> Required tasks:
#1 Reproduce the passage of the SFT-and-RL highlights text from "Policy entropy as" to "to regulate exploration-exploitation.".
#2 Take the SFT-and-RL highlights text further, starting right after its final sentence.

> Text provided:
===

Highlights & Insights¶

The empirical evidence for "SFT learns new, RL preserves old" is compelling: The paper first quantifies the plasticity/stability difference between SFT and GRPO with clear Fig. 2 experiments, then designs synergy mechanisms accordingly, ensuring the motivation is solid rather than just stacking modules.
Policy entropy as a controllable knob: Using the approximation of first-order entropy change ≈ negative covariance, the "warm up to explore, cool down to converge" logic is translated into a two-stage \(\lambda\) schedule. This idea can be migrated to any SFT+RL hybrid training to regulate exploration-exploitation.
Conditional gradient surgery "operates" only when true conflict occurs: Compared to indiscriminate orthogonalization, the cosine criterion + orthogonal projection preserves non-conflicting SFT information while pruning opposing components. This is a lightweight, reusable trick suitable for any multi-objective joint optimization scenario.

===

> Given entries:
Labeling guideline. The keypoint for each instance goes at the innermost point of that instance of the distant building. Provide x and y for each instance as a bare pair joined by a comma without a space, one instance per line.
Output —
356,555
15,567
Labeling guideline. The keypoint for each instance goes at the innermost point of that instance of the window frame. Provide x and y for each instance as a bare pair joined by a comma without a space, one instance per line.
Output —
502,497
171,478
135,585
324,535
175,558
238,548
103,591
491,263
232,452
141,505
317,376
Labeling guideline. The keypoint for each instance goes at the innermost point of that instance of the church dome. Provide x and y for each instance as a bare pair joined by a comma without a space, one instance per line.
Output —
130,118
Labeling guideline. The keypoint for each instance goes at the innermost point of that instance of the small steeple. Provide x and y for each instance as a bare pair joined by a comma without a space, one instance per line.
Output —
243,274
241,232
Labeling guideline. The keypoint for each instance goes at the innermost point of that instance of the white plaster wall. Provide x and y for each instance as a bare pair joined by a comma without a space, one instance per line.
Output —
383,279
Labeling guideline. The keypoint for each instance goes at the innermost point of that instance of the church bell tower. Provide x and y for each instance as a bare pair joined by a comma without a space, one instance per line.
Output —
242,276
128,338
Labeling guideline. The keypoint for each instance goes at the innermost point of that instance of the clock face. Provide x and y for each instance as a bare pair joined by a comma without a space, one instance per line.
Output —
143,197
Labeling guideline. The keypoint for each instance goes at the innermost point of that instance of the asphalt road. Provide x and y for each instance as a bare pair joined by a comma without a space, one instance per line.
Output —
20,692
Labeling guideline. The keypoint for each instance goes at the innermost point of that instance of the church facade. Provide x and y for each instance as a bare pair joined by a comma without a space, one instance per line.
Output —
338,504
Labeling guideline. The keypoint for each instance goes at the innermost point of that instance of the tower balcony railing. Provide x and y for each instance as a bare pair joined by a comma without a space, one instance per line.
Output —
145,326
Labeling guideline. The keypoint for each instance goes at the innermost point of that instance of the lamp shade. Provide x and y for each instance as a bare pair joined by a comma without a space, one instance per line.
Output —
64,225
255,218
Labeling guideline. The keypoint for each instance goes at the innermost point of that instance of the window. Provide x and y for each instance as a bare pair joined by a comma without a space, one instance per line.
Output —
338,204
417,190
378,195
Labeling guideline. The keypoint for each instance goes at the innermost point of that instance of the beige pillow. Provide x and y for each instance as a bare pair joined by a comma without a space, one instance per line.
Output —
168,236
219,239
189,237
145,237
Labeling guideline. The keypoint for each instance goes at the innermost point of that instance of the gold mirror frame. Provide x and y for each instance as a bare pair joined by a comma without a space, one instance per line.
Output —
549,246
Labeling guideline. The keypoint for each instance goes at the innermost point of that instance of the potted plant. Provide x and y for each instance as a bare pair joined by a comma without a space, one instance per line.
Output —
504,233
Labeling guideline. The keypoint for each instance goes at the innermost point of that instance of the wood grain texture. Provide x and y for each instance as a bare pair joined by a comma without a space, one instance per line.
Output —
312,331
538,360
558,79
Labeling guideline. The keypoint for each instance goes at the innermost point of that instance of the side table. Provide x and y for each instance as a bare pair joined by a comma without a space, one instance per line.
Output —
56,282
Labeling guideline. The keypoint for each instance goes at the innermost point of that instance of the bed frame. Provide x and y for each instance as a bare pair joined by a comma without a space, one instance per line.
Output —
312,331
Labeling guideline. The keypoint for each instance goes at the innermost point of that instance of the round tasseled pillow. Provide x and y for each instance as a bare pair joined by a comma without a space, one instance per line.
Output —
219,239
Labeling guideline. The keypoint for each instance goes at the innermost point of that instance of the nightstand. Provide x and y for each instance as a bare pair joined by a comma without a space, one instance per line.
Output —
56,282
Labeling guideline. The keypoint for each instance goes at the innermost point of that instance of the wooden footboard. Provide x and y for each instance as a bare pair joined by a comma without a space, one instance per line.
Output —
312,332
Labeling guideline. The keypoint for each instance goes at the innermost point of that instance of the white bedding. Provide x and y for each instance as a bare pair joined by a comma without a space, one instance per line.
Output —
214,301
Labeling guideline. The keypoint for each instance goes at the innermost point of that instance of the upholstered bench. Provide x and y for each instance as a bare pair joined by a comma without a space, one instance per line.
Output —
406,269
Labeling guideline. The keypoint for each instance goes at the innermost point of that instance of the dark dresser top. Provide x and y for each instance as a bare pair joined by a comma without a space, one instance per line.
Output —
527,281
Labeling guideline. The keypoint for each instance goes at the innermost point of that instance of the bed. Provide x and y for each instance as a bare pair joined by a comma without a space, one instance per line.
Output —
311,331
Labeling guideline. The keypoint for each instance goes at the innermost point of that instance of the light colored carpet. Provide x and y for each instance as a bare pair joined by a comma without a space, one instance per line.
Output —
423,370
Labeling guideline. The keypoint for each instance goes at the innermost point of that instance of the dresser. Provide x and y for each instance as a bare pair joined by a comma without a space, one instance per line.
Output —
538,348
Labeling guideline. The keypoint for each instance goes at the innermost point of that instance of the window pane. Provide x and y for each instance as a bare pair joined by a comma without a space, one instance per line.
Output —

===

> Answers by item number:
#1
Policy entropy as a controllable knob: Using the approximation of first-order entropy change ≈ negative covariance, the "warm up to explore, cool down to converge" logic is translated into a two-stage \(\lambda\) schedule. This idea can be migrated to any SFT+RL hybrid training to regulate exploration-exploitation.

#2
AndroidControl-CL frames "software version evolution" as an evaluable protocol: By cutting tasks according to app categories, strictly isolating data, and using multiple task orders, it provides a standardized arena for GUI-CL.

Limitations & Future Work¶

The benchmark is self-built and from a single source: Experiments were only conducted on AndroidControl-CL (7 types of Android apps). Whether it can generalize to iOS / Desktop / Web GUIs, and real online version updates, remains to be verified.
Dependency on ground-truth demonstrations for error correction: Triggering SFT via error-aware routing requires available \(\tau^*\) annotations. In real-world continual learning scenarios, high-quality demonstrations for new apps might not be readily available ⚠️.
Reward function details in Appendix: The main text does not expand on reward design (only pointing to Sup.2). How the reward/tolerance for coordinate actions is set will significantly affect the routing trigger frequency, which should be noted for reproduction.
Hyperparameter heavy: \(\lambda_{max}, H_{max}, step_w, \gamma, k\), etc., need tuning. The cost of parameter adjustment when migrating across tasks or models is not fully discussed.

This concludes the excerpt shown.